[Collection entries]
• • • • •

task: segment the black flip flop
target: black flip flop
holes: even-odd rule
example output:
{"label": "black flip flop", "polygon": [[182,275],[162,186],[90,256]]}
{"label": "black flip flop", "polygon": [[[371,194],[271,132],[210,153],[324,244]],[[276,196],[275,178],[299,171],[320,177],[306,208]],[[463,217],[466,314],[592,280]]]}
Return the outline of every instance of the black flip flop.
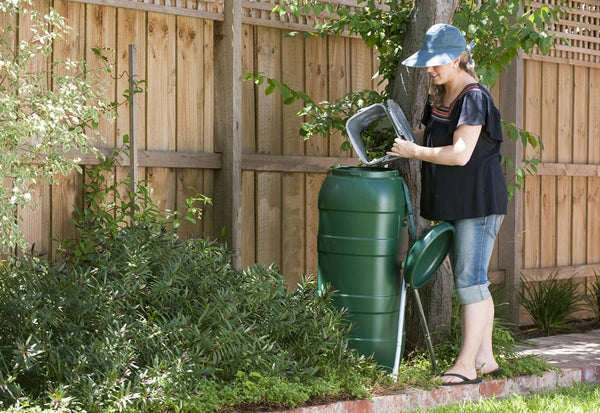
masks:
{"label": "black flip flop", "polygon": [[481,383],[481,381],[482,381],[481,377],[475,377],[474,379],[470,379],[468,377],[463,376],[462,374],[456,374],[456,373],[440,374],[440,377],[444,377],[444,376],[458,377],[459,379],[461,379],[461,381],[442,383],[442,386],[458,386],[460,384],[477,384],[477,383]]}
{"label": "black flip flop", "polygon": [[502,369],[496,369],[494,371],[490,371],[489,373],[484,373],[484,376],[491,376],[491,377],[500,377],[504,375],[504,370]]}

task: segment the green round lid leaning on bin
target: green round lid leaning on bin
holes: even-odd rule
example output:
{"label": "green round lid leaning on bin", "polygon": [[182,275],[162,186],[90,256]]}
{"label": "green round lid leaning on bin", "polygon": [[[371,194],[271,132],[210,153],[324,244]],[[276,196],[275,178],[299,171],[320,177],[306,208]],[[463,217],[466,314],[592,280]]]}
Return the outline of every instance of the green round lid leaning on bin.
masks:
{"label": "green round lid leaning on bin", "polygon": [[429,281],[446,258],[454,238],[454,227],[443,222],[428,229],[411,247],[406,265],[404,281],[411,288],[421,288]]}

• • • • •

What is expected: Could you reproduce all of the records above word for word, omitting the pictures?

Result of the task:
task: segment the black flip flop
target: black flip flop
holes: even-odd rule
example output:
{"label": "black flip flop", "polygon": [[182,275],[162,186],[90,256]]}
{"label": "black flip flop", "polygon": [[[371,194],[271,132],[210,153],[324,244]],[[276,196],[275,178],[299,171],[320,177],[306,208]],[[463,217],[466,314],[592,280]]]}
Return the outline of every instance of the black flip flop.
masks:
{"label": "black flip flop", "polygon": [[481,383],[481,381],[482,381],[481,377],[475,377],[474,379],[470,379],[468,377],[463,376],[462,374],[456,374],[456,373],[440,374],[440,377],[444,377],[444,376],[458,377],[459,379],[461,379],[461,381],[442,383],[442,386],[458,386],[460,384],[477,384],[477,383]]}
{"label": "black flip flop", "polygon": [[502,369],[496,369],[494,371],[490,371],[489,373],[484,373],[484,376],[491,376],[491,377],[500,377],[504,375],[504,370]]}

task: segment the green round lid leaning on bin
target: green round lid leaning on bin
holes: even-odd rule
example output:
{"label": "green round lid leaning on bin", "polygon": [[182,275],[162,186],[90,256]]}
{"label": "green round lid leaning on bin", "polygon": [[[371,194],[271,132],[210,153],[324,244]],[[276,196],[275,178],[299,171],[320,177],[306,208]],[[463,217],[466,314],[592,280]]]}
Return the outline of every instance of the green round lid leaning on bin.
masks:
{"label": "green round lid leaning on bin", "polygon": [[429,281],[446,258],[454,238],[454,227],[443,222],[428,229],[411,247],[406,265],[404,281],[411,288],[421,288]]}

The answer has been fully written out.